Amber Patterson will take the bench as a Judge in Cobb County Juvenile Court.

For the past five years, Patterson has represented children as a guardian ad litem attorney — for custody cases — in the Cobb Juvenile Court. She also has experience in the Cobb County Family Dependency Court.

Cobb Superior Court Chief Judge Stephen Schuster said Patterson’s experience in those courts gives her the necessary practical experience and knowledge for the position.

“Her background, combined with her passion for children, will make her an exemplary juvenile court judge,” Schuster said.

File this under Obamacare: Blue Cross Blue Shield may raise rates on Georgia consumers.

Blue Cross and Blue Shield of Georgia says it is reassessing the premium increases it has previously proposed for the state health insurance exchange, with an eye to revising them upward.

This comes in the wake of Aetna’s pullout from the exchange here.

→ **DESCRIPTION OF THE TASK**
Continue the Georgia news excerpt above, picking up right after its last sentence.

[Saved data entries]

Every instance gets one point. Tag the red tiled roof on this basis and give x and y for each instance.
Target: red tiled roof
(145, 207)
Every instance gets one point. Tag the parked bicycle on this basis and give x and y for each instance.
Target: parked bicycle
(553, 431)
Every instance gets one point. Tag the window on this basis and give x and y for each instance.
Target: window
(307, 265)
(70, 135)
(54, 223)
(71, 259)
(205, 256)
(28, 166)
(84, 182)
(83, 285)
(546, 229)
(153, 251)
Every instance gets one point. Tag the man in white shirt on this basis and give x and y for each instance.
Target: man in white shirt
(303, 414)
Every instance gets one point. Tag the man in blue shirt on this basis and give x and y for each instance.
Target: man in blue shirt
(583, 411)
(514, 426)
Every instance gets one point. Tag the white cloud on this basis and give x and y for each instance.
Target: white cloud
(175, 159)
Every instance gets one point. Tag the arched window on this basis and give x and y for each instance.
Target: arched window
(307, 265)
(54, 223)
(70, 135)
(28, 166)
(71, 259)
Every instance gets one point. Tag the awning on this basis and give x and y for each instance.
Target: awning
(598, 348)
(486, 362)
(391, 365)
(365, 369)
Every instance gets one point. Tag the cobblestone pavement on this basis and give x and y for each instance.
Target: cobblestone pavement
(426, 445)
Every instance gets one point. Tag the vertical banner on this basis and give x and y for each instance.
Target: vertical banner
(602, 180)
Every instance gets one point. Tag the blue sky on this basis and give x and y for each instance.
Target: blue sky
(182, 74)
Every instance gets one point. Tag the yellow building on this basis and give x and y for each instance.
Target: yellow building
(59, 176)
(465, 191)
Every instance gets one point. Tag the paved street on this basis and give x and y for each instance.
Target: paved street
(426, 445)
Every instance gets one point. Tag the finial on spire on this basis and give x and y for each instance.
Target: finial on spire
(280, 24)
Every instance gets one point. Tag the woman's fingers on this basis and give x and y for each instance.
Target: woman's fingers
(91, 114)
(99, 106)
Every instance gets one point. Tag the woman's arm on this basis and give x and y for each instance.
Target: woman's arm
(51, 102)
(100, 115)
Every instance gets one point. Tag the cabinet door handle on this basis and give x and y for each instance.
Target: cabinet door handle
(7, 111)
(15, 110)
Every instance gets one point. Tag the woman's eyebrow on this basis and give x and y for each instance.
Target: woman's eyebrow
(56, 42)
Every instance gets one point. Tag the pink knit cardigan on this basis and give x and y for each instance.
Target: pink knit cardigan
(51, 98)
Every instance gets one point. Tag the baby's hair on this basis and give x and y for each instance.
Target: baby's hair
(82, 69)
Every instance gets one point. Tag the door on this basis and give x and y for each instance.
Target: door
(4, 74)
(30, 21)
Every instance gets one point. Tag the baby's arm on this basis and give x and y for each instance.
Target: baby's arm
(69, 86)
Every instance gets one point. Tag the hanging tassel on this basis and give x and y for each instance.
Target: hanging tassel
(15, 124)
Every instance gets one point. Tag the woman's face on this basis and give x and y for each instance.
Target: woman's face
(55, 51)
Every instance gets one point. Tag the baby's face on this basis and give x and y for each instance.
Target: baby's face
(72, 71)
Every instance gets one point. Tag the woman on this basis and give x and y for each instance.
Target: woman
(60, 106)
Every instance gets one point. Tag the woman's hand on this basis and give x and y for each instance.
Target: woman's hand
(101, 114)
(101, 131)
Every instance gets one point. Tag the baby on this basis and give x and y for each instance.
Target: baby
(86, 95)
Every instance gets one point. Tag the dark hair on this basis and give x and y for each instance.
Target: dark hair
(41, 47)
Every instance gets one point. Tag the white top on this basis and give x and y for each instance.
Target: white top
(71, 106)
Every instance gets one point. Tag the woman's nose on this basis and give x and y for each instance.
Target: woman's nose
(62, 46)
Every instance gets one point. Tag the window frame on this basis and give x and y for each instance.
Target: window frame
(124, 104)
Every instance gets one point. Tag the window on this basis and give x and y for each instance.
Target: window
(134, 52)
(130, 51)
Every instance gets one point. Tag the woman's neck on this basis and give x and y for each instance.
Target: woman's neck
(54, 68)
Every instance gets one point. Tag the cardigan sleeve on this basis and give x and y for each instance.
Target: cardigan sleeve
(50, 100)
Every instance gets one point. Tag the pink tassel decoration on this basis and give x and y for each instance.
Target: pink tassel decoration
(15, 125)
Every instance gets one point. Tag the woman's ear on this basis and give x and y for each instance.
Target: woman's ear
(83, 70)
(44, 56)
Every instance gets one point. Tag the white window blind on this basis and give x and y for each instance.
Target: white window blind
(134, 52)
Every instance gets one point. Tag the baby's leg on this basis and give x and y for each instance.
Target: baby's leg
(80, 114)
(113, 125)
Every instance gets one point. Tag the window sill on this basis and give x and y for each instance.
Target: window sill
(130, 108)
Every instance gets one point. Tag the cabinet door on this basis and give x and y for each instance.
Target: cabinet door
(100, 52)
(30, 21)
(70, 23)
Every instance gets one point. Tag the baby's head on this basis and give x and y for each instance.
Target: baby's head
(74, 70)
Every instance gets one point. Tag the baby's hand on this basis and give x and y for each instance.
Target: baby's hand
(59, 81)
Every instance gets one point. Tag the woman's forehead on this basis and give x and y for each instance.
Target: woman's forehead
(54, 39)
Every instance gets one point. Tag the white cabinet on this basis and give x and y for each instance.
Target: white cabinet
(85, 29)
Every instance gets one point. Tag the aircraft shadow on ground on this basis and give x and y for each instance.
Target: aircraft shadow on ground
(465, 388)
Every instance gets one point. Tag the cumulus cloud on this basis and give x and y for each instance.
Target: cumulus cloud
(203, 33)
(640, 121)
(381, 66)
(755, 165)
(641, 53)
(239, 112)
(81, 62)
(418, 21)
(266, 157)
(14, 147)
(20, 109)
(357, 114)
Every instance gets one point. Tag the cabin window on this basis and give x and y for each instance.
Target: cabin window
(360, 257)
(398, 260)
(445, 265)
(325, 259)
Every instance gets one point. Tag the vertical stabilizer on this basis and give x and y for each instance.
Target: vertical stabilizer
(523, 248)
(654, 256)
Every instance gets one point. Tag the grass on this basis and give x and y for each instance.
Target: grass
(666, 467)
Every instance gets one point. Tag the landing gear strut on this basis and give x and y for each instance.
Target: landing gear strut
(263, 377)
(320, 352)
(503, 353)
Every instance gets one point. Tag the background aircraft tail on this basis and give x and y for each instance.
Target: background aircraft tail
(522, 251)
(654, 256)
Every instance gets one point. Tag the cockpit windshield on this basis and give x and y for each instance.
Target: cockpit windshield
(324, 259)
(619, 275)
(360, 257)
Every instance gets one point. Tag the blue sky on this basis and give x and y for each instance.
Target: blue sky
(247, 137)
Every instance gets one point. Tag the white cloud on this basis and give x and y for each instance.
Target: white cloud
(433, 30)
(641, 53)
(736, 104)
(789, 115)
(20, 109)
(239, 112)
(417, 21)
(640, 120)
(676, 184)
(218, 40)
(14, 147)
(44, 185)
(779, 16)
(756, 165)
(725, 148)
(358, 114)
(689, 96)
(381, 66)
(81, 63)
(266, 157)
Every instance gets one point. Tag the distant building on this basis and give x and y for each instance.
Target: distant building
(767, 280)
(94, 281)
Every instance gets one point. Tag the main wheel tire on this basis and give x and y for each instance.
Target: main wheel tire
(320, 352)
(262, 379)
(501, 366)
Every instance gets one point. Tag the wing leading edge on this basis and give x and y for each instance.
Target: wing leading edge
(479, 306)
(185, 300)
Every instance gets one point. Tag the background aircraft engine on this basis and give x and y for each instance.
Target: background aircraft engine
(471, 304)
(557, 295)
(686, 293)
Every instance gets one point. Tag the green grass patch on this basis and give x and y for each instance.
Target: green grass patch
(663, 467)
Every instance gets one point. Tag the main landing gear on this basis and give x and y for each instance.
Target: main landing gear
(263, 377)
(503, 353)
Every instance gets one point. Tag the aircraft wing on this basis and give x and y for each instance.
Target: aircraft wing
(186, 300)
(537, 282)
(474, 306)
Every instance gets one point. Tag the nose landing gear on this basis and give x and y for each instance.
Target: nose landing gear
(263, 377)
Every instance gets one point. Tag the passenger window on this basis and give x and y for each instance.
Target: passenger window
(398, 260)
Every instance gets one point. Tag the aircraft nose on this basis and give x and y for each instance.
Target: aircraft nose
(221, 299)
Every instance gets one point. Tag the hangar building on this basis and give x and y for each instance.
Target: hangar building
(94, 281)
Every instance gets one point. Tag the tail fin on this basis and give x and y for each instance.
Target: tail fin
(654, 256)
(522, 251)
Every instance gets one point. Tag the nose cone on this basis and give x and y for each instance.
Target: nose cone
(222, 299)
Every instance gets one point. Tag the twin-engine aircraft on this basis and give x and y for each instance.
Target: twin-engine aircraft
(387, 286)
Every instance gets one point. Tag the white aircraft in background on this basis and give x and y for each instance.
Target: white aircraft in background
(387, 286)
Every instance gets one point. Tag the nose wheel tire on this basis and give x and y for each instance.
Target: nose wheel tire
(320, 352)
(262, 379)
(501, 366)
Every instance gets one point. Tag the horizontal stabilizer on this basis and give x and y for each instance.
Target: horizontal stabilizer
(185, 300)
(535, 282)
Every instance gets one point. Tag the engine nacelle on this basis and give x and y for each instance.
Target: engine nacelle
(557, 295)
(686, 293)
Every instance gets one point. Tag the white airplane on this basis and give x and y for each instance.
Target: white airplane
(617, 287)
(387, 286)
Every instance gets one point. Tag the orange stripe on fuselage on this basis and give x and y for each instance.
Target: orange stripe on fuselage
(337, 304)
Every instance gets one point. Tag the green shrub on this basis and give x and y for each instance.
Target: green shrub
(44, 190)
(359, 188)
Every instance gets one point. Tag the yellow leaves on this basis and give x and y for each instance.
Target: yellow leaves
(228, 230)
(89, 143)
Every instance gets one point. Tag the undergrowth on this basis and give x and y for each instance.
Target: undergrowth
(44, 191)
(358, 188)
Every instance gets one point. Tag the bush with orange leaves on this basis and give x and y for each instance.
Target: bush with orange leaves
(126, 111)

→ **REPLY**
Blue Cross, the state’s largest health insurer, reiterated its stance that it will remain in Georgia’s exchange next year. But it won’t have much time to readjust its rate proposal.

Blue Cross’ proposed increases currently average from 9.1 percent to 14.8 percent.

Blue Cross is the only statewide insurer in the exchange, and figures to pick up many of the estimated 70,000 to 90,000 Georgia Aetna members who will have to choose new plans during the fall open enrollment. Aetna had exchange health plans across almost all of the state.

The Aetna pullout from Georgia and 10 other exchanges, announced this week, has rattled supporters of the Affordable Care Act. That comes after UnitedHealthcare’s exit here and elsewhere.